## AUFGABEN
1. Gib aus dem Interview zur Saison des SSV Ulm den Abschnitt von „In der Meisterschaft“ bis „die 3. Liga?“ Wort für Wort aus.
2. Schreib das Interview zur Saison des SSV Ulm im Anschluss an seinen letzten Satz weiter.

==== AUSGANGSTEXT

In der Meisterschaft war der SSV Ulm 1846 Fußball mit dem Ziel gestartet, möglichst bis zum Ende um die Meisterschaft in der Regionalliga Südwest mitzuspielen. Warum hat es dazu nicht ganz gereicht?
Reichert: Gerade zu Beginn der Saison haben wir schon gezeigt, dass wir mithalten und jeden Gegner besiegen können. Insgesamt hat uns aber die nötige Konstanz gefehlt. Wir haben vor allem gegen Mannschaften aus der unteren Tabellenhälfte zu viele Punkte liegenlassen. 79 Zähler aus 41 Partien sind nicht so schlecht. Wir müssen aber anerkennen, dass andere Mannschaften noch stabiler und erfolgreicher waren.
Gibt es in der nächsten Saison einen weiteren Anlauf auf die 3. Liga?
Reichert: Ich denke, dass unsere Mannschaft im Kern weitgehend zusammenbleiben wird. Von daher müssen wir uns ganz sicher nicht verstecken und werden erneut ambitioniert in die Saison starten. Die Konkurrenz in der Südwest-Staffel ist allerdings sehr groß. Mein Ziel ist es dennoch auf jeden Fall, mit dem SSV die Rückkehr in den Profifußball zu schaffen.

========
==== DATENSATZ

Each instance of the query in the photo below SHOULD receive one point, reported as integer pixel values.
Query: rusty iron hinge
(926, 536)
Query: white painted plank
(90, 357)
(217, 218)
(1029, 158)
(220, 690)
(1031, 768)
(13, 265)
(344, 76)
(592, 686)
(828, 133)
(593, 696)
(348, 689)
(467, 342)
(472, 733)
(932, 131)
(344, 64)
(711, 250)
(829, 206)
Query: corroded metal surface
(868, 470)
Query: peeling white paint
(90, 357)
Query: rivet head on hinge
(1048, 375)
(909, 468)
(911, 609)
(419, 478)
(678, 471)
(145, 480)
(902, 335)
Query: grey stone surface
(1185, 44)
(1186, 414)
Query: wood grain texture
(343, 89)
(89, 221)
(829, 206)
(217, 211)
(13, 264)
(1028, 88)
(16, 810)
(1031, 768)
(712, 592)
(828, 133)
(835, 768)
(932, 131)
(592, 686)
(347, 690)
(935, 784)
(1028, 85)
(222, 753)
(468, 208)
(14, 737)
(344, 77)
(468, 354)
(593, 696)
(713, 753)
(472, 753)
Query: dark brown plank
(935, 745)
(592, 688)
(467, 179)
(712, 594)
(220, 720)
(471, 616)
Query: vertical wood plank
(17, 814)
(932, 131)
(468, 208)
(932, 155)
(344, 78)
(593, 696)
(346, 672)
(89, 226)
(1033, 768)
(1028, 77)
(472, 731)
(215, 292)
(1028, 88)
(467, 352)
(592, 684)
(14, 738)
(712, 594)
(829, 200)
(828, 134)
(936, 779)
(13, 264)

========

## ERGEBNISSE
1.
In der Meisterschaft war der SSV Ulm 1846 Fußball mit dem Ziel gestartet, möglichst bis zum Ende um die Meisterschaft in der Regionalliga Südwest mitzuspielen. Warum hat es dazu nicht ganz gereicht?
Reichert: Gerade zu Beginn der Saison haben wir schon gezeigt, dass wir mithalten und jeden Gegner besiegen können. Insgesamt hat uns aber die nötige Konstanz gefehlt. Wir haben vor allem gegen Mannschaften aus der unteren Tabellenhälfte zu viele Punkte liegenlassen. 79 Zähler aus 41 Partien sind nicht so schlecht. Wir müssen aber anerkennen, dass andere Mannschaften noch stabiler und erfolgreicher waren.
Gibt es in der nächsten Saison einen weiteren Anlauf auf die 3. Liga?

2.
In welchen Bereichen muss sich das Team dafür steigern?
Reichert: Wir müssen auf jeden Fall effektiver und kaltschnäuziger werden, auch ergebnisorientierter auftreten. Spiele, in denen wir überlegen sind, sollten wir auch konsequent auf unsere Seite ziehen. Die Mentalität, jede Partie unbedingt gewinnen zu wollen, muss noch ausgeprägter sein. Dann ist für uns sehr viel möglich.
Sie wurden in Ulm geboren, spielen abgesehen von einem zweijährigen Intermezzo beim 1. FC Kaiserslautern II seit 25 Jahren für den Klub. Was bedeutet Ihnen der SSV?
Reichert: Der Verein bedeutet sehr viel für mich, ist ein großer Bestandteil meines Lebens. Ich bin hier aufgewachsen und großgeworden, habe mit vier Jahren bei den Bambini begonnen, als Jugendlicher noch die Bundesligazeiten im Stadion erlebt. Das war einmalig.
Was zeichnet den Verein aus?
Reichert: Der Klub besitzt eine riesige Tradition, ist aber auch sehr familiär. Das Umfeld stimmt. Der SSV gehört mindestens eine Liga nach oben. Dabei möchte ich mithelfen.
Ihr Vertrag läuft bis 2023. Wie groß ist Ihr Wunsch, mit dem SSV im Profifußball zu spielen?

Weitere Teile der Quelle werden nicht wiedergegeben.